[Point-per-instance localization data]
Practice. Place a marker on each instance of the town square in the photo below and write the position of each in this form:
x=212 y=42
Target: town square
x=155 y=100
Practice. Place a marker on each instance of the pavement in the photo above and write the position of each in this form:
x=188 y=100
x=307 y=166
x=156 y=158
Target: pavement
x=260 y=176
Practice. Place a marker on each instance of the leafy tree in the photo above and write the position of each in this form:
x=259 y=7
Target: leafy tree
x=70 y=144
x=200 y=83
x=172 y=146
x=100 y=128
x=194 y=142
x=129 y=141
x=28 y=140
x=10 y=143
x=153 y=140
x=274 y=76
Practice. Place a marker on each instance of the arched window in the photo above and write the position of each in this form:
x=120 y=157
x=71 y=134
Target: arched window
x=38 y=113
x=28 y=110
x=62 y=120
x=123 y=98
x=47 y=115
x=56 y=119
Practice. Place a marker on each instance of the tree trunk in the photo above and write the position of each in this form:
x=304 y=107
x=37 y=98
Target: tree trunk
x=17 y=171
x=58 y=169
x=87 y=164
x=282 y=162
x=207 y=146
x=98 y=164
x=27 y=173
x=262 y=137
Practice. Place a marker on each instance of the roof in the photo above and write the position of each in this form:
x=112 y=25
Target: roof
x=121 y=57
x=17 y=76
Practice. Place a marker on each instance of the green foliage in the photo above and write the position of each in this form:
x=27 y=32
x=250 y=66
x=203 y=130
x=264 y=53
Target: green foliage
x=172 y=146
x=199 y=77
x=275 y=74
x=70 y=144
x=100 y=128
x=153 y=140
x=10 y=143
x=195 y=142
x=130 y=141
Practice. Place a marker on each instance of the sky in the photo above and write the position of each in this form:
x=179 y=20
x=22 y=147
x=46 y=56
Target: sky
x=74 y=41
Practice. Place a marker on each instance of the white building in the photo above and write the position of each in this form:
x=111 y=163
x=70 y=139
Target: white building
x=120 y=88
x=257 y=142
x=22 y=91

__Activity__: Copy the records. Each line should match exactly.

__Expected answer__:
Practice. Place a marker on each instance of the town square in the photo below and write the position of each in this form:
x=212 y=42
Target: town square
x=155 y=100
Practice. Place a marker on each instance of the pavement in the photo above and write the position of each in this form:
x=188 y=100
x=307 y=166
x=156 y=158
Target: pavement
x=260 y=176
Practice. Place a marker on each instance of the leafy tree in the photo above and write the position of each in this form:
x=259 y=7
Target: leafy tree
x=70 y=144
x=200 y=83
x=172 y=146
x=100 y=128
x=194 y=142
x=129 y=141
x=28 y=140
x=10 y=143
x=153 y=140
x=274 y=76
Practice. Place a marker on each instance of the arched window in the photo above and write the position of each in this form:
x=120 y=157
x=71 y=134
Target: arched window
x=38 y=113
x=28 y=110
x=62 y=120
x=123 y=98
x=47 y=115
x=56 y=119
Practice. Place a marker on each instance of the tree trunk in the photo above and write the position of each in this form:
x=304 y=107
x=37 y=98
Target: tree trunk
x=17 y=171
x=58 y=169
x=87 y=164
x=282 y=162
x=207 y=146
x=98 y=164
x=27 y=173
x=262 y=137
Practice. Place a marker on each instance of the roof in the photo above and write the position of each in this form:
x=112 y=25
Target: roof
x=121 y=57
x=17 y=76
Practice. Place a marker on each instance of the green foliage in the photo above and write the position of each in this form:
x=27 y=32
x=250 y=66
x=203 y=130
x=264 y=53
Target: green foliage
x=172 y=146
x=199 y=77
x=275 y=74
x=70 y=144
x=100 y=128
x=153 y=140
x=10 y=143
x=195 y=142
x=130 y=141
Practice. Place a marker on each instance of the sky in the photo above and write the position of each in this form:
x=179 y=20
x=22 y=147
x=46 y=56
Target: sky
x=74 y=41
Practice. Place a marker on each instance of the white building in the photo above and write the position of each in this form:
x=111 y=163
x=70 y=139
Target: white building
x=120 y=88
x=257 y=142
x=22 y=91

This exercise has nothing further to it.